WHAT YOU SHOULD DO: Reproduce every item below verbatim, line by line.

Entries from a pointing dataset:
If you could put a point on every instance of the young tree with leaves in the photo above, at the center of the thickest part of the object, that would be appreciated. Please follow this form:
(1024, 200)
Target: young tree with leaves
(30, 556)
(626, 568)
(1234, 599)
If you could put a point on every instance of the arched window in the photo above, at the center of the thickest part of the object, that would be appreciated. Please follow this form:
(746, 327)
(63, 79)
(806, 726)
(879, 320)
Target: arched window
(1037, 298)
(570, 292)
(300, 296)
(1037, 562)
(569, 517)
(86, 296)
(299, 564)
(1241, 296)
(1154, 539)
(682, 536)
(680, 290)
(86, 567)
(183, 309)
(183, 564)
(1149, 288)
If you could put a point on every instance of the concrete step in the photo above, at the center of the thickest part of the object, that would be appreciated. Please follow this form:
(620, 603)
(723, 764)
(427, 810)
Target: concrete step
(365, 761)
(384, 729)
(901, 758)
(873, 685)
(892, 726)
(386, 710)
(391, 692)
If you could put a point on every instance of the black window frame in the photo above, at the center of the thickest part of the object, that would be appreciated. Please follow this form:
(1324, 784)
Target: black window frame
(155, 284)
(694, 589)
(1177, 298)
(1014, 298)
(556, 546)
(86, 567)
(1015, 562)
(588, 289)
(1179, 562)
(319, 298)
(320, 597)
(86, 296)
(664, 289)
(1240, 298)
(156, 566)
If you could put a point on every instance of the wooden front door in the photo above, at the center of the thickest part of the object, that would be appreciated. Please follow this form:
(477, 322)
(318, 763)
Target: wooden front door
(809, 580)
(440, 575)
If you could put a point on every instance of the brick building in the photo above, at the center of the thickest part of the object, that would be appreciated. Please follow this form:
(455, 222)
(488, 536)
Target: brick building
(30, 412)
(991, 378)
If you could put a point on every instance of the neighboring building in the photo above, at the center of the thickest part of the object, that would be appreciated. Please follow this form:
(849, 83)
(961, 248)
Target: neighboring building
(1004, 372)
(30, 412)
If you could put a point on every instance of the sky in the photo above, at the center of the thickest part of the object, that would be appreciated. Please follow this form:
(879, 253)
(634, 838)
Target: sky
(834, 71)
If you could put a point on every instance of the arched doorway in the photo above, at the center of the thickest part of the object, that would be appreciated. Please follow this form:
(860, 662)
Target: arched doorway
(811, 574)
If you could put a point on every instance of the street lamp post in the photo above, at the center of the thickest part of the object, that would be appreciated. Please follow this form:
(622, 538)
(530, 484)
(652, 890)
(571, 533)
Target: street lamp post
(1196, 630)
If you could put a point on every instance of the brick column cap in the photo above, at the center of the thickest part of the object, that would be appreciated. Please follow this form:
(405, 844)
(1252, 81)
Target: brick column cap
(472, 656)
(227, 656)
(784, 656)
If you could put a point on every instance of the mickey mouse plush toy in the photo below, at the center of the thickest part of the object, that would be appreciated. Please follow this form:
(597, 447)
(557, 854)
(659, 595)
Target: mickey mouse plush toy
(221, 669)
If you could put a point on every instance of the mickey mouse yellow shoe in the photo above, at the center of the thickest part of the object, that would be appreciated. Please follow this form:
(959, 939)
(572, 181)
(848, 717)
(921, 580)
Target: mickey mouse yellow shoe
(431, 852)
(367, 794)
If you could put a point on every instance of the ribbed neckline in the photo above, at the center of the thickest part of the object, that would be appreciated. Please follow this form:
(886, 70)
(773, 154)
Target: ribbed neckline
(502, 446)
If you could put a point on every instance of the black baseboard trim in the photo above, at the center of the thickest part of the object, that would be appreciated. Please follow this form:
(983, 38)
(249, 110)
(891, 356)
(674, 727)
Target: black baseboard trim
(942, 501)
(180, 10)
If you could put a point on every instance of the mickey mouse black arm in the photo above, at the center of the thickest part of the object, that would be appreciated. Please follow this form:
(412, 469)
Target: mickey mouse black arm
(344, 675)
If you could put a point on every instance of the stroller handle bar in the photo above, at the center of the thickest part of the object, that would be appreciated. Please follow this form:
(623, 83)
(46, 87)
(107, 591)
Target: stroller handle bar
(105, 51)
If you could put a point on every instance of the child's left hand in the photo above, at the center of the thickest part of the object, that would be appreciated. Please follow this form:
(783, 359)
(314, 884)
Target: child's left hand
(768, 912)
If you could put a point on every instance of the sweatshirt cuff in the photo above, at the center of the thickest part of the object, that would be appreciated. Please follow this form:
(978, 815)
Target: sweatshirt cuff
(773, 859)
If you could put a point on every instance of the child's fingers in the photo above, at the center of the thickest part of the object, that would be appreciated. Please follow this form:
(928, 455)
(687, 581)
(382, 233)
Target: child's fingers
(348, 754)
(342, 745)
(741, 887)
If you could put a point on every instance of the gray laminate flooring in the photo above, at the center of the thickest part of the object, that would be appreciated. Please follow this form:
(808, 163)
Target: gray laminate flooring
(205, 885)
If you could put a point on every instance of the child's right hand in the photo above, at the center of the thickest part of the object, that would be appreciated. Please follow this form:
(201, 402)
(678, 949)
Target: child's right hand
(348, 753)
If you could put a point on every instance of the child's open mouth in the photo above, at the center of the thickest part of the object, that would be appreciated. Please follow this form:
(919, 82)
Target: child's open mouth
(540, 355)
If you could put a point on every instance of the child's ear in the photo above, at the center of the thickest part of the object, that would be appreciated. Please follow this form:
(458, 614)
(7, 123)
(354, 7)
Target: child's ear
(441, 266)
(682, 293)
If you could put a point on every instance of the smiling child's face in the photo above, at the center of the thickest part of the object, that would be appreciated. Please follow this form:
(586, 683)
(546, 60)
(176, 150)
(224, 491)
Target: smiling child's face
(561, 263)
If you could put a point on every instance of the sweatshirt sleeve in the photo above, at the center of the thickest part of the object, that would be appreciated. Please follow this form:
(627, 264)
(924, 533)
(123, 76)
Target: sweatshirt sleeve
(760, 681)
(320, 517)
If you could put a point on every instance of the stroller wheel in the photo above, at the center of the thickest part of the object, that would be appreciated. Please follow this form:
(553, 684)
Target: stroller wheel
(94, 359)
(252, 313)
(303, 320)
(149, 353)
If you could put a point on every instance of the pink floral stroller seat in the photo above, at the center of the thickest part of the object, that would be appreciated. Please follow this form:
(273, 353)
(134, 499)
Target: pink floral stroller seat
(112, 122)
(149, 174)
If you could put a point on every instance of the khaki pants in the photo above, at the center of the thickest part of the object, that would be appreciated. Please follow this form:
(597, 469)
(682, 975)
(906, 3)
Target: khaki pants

WRITTEN RESPONSE:
If you could put a point on every instance of the young tree with leaves in the photo above, at the center of the thickest part of the object, that would be appreciated. Please follow this form:
(1024, 200)
Target: young tree with leaves
(30, 556)
(626, 568)
(1234, 599)
If you could put a point on every instance of the arched window in the photo above, at the center of the thickest part of the object, that would be appreciated. Please follow this form:
(746, 327)
(63, 79)
(806, 726)
(879, 320)
Target: arched window
(1037, 298)
(570, 292)
(300, 296)
(1037, 562)
(569, 517)
(86, 296)
(299, 564)
(1241, 296)
(1154, 539)
(682, 536)
(680, 290)
(86, 567)
(183, 309)
(183, 564)
(1149, 288)
If you could put a point on every instance of the concrete step in the photo above, at the center of the thickest part of the object, that would be appreciated. Please follow this form:
(620, 603)
(723, 764)
(427, 810)
Target: concrete step
(365, 761)
(384, 729)
(901, 758)
(873, 685)
(892, 726)
(386, 710)
(391, 692)
If you could put a point on every instance of the black window frame in the photo above, at the center of the thickest part of the object, that would be appreciated. Please follow this form:
(1324, 784)
Target: black window frame
(155, 284)
(694, 589)
(1177, 298)
(1014, 298)
(556, 546)
(86, 567)
(1015, 562)
(588, 289)
(1179, 562)
(319, 298)
(320, 597)
(86, 296)
(664, 289)
(1240, 298)
(156, 566)
If you could put a point on every instance of the wooden front door in the photo above, at the center of the thickest part of the object, that would be appreciated. Please follow this form:
(477, 322)
(318, 763)
Target: wooden front door
(809, 580)
(440, 575)
If you could put a point on every instance of the brick building in the photo above, at the center of the thickest part of the object, that would be appreciated. Please follow this form:
(455, 222)
(488, 536)
Target: brick building
(30, 412)
(991, 378)
If you could put a point on every instance of the neighboring building in the photo above, at the center of the thickest part of the object, that would be appreciated. Please follow this form:
(849, 83)
(961, 248)
Target: neighboring building
(1004, 372)
(30, 412)
If you could put a point on every instance of the sky in the photo above, at the center of the thickest part of the object, that would be appreciated. Please follow this form:
(879, 253)
(634, 838)
Target: sky
(834, 71)
If you could put a point on every instance of the arched doorway in the photo above, at the center of the thickest part of the object, that would be appreciated. Please follow this form:
(860, 662)
Target: arched doorway
(811, 574)
If you could put a point on every instance of the street lamp post in the photo above, at the center of the thickest part of the object, that would be appreciated. Please follow this form:
(622, 538)
(530, 484)
(652, 890)
(571, 533)
Target: street lamp post
(1196, 630)
If you could put a point on every instance of the brick column cap in the photo above, at the center of the thickest part of the object, that would be appreciated. Please follow this form:
(405, 844)
(1252, 81)
Target: brick column cap
(472, 656)
(227, 656)
(784, 656)
If you could put a point on every instance of the mickey mouse plush toy in the photo below, at the center of the thickest part of the object, that would be appreciated. Please follow this form:
(597, 447)
(557, 854)
(659, 595)
Target: mickey mouse plush toy
(221, 669)
If you could put a point on every instance of the mickey mouse yellow shoe in the photo above, at the center of the thickest part of the object, that would be appreciated. Please follow this form:
(959, 939)
(572, 181)
(848, 717)
(921, 580)
Target: mickey mouse yellow shoe
(431, 852)
(367, 794)
If you could put a point on every instance of the ribbed neckline in the photo above, at the center of the thickest part of the object, that would be appreciated. Please follow this form:
(886, 70)
(773, 154)
Target: ribbed neckline
(502, 446)
If you could put a point on every instance of the black baseboard trim in the photo above, at the center of the thickest part of the object, that would be appreciated. Please follow this form:
(983, 38)
(249, 110)
(891, 356)
(674, 727)
Target: black baseboard trim
(942, 501)
(180, 10)
If you could put a point on every instance of the mickey mouse black arm in the photo above, at the center of the thickest part of the object, that would be appreciated. Please follow this form:
(412, 469)
Target: mickey mouse black arm
(344, 675)
If you could put a point on every instance of the stroller handle bar in the photo above, at the center of the thickest part of the object, that would be appreciated. Please follow this form:
(623, 83)
(46, 87)
(107, 591)
Target: stroller handle bar
(105, 51)
If you could put a point on every instance of the child's left hand in the photo above, at the center of the thickest part of the object, that would be appreciated. Please follow this form:
(783, 359)
(314, 884)
Target: child's left hand
(768, 912)
If you could put a point on every instance of the sweatshirt cuff in the photo above, at the center of the thickest part of the object, that would be appreciated. Please follow this form:
(978, 815)
Target: sweatshirt cuff
(773, 859)
If you could put a point on every instance of the child's fingers in the photo above, at the center of the thickest part of the object, that would be appreciated. Please follow this form:
(928, 455)
(687, 581)
(382, 233)
Target: child's fingers
(348, 754)
(342, 745)
(741, 887)
If you could put a point on every instance of the gray laminate flooring in the photo above, at the center of the thickest part of the object, that would be appreciated. Please follow this form:
(808, 163)
Target: gray laminate flooring
(205, 885)
If you could put a point on every instance of the child's right hand in the photo above, at the center of the thickest part of the object, that would be appreciated. Please follow this form:
(201, 402)
(678, 949)
Target: child's right hand
(348, 753)
If you could put a point on every instance of the child's open mouth in the photo above, at the center of the thickest part of the object, that would be appreciated. Please follow this form:
(919, 82)
Target: child's open mouth
(540, 355)
If you could put a point on every instance of the child's ear in the photo above, at the center of the thickest part of the object, that would be appreciated. Please follow this form:
(458, 614)
(7, 123)
(354, 7)
Target: child's ear
(441, 266)
(682, 293)
If you could put a point on every instance of the smiling child's face in the photo above, at the center of the thickest part of the object, that would be appreciated. Please follow this form:
(586, 683)
(546, 60)
(176, 150)
(224, 491)
Target: smiling child's face
(561, 263)
If you could put a point on every instance of the sweatshirt sleeve in the photo above, at the center of the thickest part of the object, that would be appreciated. Please follow this form:
(627, 264)
(924, 533)
(123, 76)
Target: sweatshirt sleeve
(760, 681)
(320, 517)
If you could put a point on every instance of the stroller wheel in the photo above, at the center of the thickest part of the object, that would be appreciated. Please follow this form:
(553, 684)
Target: stroller wheel
(94, 359)
(252, 313)
(303, 320)
(149, 353)
If you could put a point on every instance of the pink floral stroller seat in the photo above, at the center of the thickest part of the object, that would be appreciated. Please follow this form:
(273, 353)
(134, 499)
Target: pink floral stroller seat
(112, 122)
(149, 174)
If you could put a point on every instance of the khaki pants in the photo above, at the center of the thickest part of the object, that would be appreciated. Please follow this form:
(597, 469)
(682, 975)
(906, 3)
Target: khaki pants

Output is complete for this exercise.